-- Data to process start --

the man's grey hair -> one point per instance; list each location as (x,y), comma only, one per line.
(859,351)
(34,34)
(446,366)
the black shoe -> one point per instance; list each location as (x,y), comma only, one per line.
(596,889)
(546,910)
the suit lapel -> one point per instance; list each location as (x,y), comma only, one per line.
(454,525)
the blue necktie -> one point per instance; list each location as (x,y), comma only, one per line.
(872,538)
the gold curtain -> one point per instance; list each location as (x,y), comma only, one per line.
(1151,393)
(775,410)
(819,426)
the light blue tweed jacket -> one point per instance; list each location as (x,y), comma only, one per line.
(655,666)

-- Data to process end --
-- Data to process start --

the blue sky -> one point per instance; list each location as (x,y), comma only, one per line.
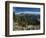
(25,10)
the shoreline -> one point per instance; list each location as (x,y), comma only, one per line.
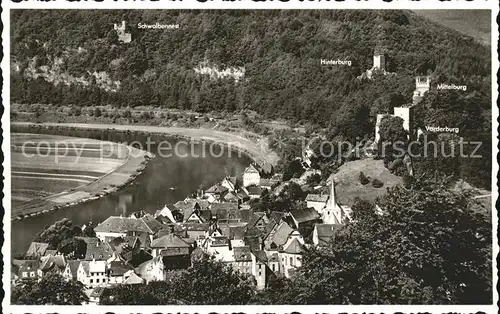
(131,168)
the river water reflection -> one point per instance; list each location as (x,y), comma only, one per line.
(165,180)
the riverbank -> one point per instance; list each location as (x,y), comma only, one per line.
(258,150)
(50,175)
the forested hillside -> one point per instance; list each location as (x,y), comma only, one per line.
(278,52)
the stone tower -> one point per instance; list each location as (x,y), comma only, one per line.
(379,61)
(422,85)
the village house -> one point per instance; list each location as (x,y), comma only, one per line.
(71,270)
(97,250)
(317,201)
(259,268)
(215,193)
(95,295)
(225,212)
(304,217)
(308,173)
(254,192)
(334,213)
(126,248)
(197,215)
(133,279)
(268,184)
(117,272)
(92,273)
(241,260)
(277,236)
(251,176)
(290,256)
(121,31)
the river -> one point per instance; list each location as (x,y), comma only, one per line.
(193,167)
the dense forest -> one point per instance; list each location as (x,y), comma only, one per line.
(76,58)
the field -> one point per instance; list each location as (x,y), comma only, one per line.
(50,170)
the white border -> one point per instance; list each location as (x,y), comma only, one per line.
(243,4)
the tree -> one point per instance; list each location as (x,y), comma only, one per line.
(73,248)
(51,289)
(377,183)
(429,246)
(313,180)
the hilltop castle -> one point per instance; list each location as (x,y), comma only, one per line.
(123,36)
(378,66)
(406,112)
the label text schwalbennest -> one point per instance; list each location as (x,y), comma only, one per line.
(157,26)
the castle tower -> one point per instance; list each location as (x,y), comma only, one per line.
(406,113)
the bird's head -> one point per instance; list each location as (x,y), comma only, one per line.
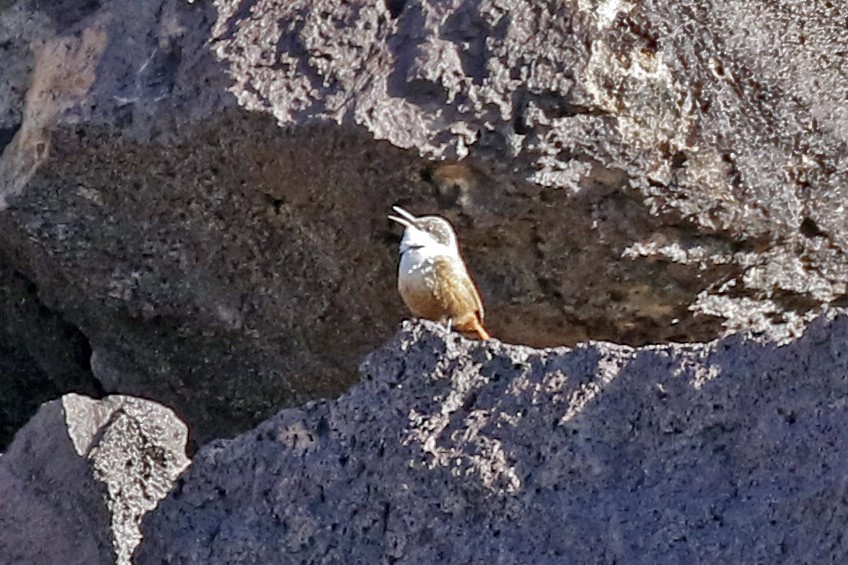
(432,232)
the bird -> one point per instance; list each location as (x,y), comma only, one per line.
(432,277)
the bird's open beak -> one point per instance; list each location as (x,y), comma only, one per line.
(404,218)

-- Data to process end --
-- Data to process start --

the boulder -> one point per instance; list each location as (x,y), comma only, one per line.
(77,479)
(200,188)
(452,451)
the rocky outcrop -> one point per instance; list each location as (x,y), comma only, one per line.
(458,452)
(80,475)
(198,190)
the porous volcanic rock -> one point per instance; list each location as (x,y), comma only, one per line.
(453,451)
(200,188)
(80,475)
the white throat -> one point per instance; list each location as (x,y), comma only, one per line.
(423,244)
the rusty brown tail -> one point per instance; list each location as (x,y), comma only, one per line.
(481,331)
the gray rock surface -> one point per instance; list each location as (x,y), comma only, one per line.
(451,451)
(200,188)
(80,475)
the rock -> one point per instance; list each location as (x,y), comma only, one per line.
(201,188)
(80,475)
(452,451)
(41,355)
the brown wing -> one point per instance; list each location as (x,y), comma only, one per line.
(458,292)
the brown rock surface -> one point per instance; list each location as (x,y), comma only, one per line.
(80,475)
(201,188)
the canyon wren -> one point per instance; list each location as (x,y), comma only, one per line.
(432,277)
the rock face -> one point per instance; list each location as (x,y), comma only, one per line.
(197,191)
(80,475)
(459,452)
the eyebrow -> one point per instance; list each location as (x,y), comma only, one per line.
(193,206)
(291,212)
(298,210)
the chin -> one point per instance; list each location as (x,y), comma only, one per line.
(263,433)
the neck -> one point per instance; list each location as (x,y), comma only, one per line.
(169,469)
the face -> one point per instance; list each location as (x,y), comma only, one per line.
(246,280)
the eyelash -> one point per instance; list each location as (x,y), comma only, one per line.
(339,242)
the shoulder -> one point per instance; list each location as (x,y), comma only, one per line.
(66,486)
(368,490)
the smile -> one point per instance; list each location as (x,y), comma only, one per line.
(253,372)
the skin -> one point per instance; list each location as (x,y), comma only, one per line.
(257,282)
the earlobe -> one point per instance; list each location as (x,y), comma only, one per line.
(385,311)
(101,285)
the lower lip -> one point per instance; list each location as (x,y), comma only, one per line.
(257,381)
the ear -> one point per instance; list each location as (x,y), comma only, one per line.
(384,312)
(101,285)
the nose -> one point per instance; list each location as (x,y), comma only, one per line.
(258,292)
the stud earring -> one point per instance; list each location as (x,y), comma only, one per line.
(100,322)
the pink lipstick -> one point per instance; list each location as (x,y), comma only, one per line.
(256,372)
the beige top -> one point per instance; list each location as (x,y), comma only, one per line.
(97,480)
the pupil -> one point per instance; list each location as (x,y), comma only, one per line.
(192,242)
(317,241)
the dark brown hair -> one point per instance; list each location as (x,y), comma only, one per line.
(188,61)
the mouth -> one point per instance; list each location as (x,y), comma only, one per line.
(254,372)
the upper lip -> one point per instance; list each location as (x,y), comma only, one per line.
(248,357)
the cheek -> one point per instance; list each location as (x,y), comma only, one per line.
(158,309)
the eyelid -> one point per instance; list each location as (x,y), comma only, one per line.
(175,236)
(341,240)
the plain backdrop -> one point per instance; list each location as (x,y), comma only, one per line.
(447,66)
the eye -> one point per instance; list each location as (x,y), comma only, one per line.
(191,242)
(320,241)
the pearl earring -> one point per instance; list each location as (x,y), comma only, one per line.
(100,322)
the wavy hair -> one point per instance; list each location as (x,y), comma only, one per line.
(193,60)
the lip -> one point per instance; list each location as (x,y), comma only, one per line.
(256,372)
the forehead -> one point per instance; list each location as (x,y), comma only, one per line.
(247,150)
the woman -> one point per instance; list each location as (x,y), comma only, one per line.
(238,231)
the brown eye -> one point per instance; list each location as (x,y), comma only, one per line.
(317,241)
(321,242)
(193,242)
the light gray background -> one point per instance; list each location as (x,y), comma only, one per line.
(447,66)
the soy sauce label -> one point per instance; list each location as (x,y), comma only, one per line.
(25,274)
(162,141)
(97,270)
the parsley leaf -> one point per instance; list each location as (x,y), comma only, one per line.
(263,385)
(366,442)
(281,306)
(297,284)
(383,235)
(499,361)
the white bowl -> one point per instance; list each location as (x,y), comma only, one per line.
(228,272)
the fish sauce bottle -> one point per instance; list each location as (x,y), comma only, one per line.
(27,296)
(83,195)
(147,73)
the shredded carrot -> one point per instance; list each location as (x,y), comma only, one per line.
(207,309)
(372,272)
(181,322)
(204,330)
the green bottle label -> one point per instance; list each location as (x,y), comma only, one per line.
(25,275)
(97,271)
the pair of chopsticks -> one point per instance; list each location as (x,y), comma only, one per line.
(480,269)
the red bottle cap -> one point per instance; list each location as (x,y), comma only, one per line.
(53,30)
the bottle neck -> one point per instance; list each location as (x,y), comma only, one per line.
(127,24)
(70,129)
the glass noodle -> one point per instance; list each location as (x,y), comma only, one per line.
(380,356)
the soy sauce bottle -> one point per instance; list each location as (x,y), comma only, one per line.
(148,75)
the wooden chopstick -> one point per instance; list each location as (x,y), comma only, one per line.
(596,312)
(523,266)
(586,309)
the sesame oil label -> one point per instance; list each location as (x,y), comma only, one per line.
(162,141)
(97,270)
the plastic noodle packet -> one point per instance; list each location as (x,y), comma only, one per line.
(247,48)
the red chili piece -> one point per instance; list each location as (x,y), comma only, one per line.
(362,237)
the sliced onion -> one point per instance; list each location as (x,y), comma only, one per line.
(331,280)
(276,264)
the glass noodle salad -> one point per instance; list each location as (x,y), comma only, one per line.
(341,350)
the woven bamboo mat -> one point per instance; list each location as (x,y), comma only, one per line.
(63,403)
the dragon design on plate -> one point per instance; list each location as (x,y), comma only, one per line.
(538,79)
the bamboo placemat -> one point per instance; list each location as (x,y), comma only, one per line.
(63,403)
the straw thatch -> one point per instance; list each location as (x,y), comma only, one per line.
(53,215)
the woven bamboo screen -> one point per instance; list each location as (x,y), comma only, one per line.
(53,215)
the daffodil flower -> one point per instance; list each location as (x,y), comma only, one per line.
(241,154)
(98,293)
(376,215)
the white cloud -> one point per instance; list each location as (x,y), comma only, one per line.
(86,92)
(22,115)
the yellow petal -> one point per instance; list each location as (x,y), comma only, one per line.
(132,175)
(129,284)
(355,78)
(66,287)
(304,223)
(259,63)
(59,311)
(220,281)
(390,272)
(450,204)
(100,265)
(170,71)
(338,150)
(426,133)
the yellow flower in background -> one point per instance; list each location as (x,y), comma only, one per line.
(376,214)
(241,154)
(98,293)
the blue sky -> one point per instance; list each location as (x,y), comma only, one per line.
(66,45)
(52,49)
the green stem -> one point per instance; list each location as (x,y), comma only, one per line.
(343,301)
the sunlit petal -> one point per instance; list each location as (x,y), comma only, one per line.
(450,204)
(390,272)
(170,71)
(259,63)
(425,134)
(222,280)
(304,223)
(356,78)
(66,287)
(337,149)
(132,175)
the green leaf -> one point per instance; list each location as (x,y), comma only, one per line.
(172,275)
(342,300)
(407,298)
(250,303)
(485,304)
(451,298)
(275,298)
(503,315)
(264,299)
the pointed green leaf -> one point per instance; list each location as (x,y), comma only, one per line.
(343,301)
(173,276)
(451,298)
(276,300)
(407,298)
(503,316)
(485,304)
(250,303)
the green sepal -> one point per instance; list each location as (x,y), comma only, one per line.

-- Data to process end --

### Your instructions
In the listing above, identify every line that contains the word "gray" and copy each of those lines in full, treating uppercase and lowercase as different.

### Right answer
the gray rock surface -> one point per instance; list each location as (x,y), comma only, one per line.
the light gray background -> one point per instance; list each location as (x,y), comma only, one per line.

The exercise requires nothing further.